### Extracted text

LaTeX by Example

Last revision October 28, 1996

Demonstration of LaTeX features, using example input and output files

This demonstration LaTeX file shows both the marked up input text, and the corresponding typeset output. The typeset output is a series of graphic images and will not display on a text-only browser. Note that the output images shown here are low resolution JPEG files made from capturing screen images. The actual LaTeX output will use the normal resolution of your output device and look much better.

This demonstration file shows how to use LaTeX markup commands to typeset various types of text, including indented lists, tables, and mathematical equations.

The original input manuscript has been broken into small sections. Each section is then followed immediately by the corresponding portion of the typeset output. Horizontal rules separate input and output sections.

You can also download the complete input manuscript and process it with the latex program yourself to produce nicely formatted high resolution output.

% Example LaTeX document for GP111 - note % sign indicates a comment
\documentstyle[11pt]{article}
% Default margins are too wide all the way around. I reset them here
\setlength{\topmargin}{-.5in}
\setlength{\textheight}{9in}
\setlength{\oddsidemargin}{.125in}
\setlength{\textwidth}{6.25in}
\begin{document}
\title{LaTeX Typesetting By Example}
\author{Phil Farrell\\
Stanford University School of Earth Sciences}
\renewcommand{\today}{November 2, 1994}
\maketitle
Compare the typeset output side-by-side with the input document.

\section {Plain Text}
Type your text in free-format; lines can be as long
or as short
as you wish.
You can indent      or space out
text in
any way you like to highlight the structure
of your manuscript and make it easier to edit.
LaTeX fills lines and adjusts spacing between words to produce an
aesthetically pleasing result.

Completely blank lines in the input file break your text into
paragraphs.
To change the font for a single character, word, or set of words,
enclose the word and the font changing command within braces,
{\em like this}.
A font changing command not enclosed in braces, like the change to \bf
bold here, keeps that change in effect until the end of the document or
until countermanded by another font switch, like this change back to
\rm roman.

\section {Displayed Text}
Use the quote'' and quotation'' environments for typesetting quoted
material or any other text that should be slightly indented and set off
from the normal text.
\begin{quotation}
The quote and quotation environments are similar, but use different
settings for paragraph indentation and spacing.

\em When in doubt, consult the manual.
\end{quotation}

So far, I have demonstrated titles, paragraphs, font changes, and
Now, I am going to show lists and tables.

\begin{enumerate}
\item
The enumerate'' environment numbers the list elements, like this.

Items in a list can contain multiple paragraphs.
These paragraphs are appropriately spaced and indented according to their
position in the list.
\begin{itemize}
\item The itemize'' environment sets off list items with bullets'',
like this. Finally, the description'' environment lets you put your own
\begin{description}
\item[A] label on each item, like this A''.

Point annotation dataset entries
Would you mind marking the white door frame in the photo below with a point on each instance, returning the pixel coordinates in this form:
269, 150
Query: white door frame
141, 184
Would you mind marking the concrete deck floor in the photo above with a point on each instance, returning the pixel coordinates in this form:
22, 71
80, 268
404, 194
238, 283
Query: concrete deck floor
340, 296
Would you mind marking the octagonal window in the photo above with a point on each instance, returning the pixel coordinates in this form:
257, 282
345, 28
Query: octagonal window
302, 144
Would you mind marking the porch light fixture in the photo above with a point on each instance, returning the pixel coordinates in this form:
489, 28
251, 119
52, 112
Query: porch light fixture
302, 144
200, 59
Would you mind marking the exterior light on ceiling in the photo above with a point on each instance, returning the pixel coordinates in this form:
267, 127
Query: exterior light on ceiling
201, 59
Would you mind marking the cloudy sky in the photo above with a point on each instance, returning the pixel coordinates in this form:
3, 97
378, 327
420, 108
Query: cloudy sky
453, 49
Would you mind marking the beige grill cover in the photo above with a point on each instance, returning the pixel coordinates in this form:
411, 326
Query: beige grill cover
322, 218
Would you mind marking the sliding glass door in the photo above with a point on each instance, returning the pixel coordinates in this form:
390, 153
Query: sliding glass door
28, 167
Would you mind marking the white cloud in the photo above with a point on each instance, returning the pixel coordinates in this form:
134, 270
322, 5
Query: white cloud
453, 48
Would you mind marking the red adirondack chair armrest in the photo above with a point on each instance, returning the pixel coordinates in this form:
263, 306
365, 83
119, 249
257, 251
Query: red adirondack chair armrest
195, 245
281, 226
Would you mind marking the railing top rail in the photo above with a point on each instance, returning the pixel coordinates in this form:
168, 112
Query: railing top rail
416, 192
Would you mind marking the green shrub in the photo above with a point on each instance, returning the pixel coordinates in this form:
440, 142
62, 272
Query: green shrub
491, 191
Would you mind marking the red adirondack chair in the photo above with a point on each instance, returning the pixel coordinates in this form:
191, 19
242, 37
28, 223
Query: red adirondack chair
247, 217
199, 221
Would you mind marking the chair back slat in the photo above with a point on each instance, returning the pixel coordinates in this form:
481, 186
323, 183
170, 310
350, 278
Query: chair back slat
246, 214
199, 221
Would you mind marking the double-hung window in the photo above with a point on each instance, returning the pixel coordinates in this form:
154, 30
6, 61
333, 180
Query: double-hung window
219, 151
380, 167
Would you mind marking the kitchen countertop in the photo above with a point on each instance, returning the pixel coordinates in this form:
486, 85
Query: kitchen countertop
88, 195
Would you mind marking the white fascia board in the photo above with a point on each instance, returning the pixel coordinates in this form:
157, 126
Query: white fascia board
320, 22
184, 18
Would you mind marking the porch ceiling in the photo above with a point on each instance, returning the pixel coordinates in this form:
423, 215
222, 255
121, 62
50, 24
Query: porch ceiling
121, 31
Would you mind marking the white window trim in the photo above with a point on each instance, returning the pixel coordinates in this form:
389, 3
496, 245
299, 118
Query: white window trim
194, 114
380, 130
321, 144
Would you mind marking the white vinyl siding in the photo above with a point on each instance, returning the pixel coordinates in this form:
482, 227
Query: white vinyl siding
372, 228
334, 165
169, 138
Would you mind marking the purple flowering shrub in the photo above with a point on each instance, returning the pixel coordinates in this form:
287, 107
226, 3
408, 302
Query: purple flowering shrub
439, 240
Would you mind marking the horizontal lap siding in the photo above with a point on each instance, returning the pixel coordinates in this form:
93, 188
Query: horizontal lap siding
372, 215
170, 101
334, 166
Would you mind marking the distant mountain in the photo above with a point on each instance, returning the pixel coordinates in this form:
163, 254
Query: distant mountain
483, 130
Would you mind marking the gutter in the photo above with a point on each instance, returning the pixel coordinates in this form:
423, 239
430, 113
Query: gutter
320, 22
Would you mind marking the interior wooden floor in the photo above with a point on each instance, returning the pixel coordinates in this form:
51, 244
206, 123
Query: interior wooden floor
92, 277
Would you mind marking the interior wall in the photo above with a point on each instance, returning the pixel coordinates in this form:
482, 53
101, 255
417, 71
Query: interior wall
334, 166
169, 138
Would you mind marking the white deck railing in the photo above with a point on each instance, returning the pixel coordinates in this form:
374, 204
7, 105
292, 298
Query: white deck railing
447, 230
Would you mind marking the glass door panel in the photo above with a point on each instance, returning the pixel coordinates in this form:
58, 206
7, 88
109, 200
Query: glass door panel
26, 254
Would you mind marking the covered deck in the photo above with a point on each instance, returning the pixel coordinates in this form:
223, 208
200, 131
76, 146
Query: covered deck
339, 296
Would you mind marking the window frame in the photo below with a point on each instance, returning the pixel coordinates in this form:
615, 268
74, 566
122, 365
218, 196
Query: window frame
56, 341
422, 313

### Stated task A
Reproduce the stretch of the LaTeX demonstration from "You can also" through "high resolution output.".
### Stated task B
According to the LaTeX demonstration, why will actual LaTeX output look better than the output images it shows?

### Complete answer A
You can also download the complete input manuscript and process it with the latex program yourself to produce nicely formatted high resolution output.

### Complete answer B
The images shown are low-resolution JPEG files made by capturing screen images. Actual LaTeX output uses the normal resolution of the output device.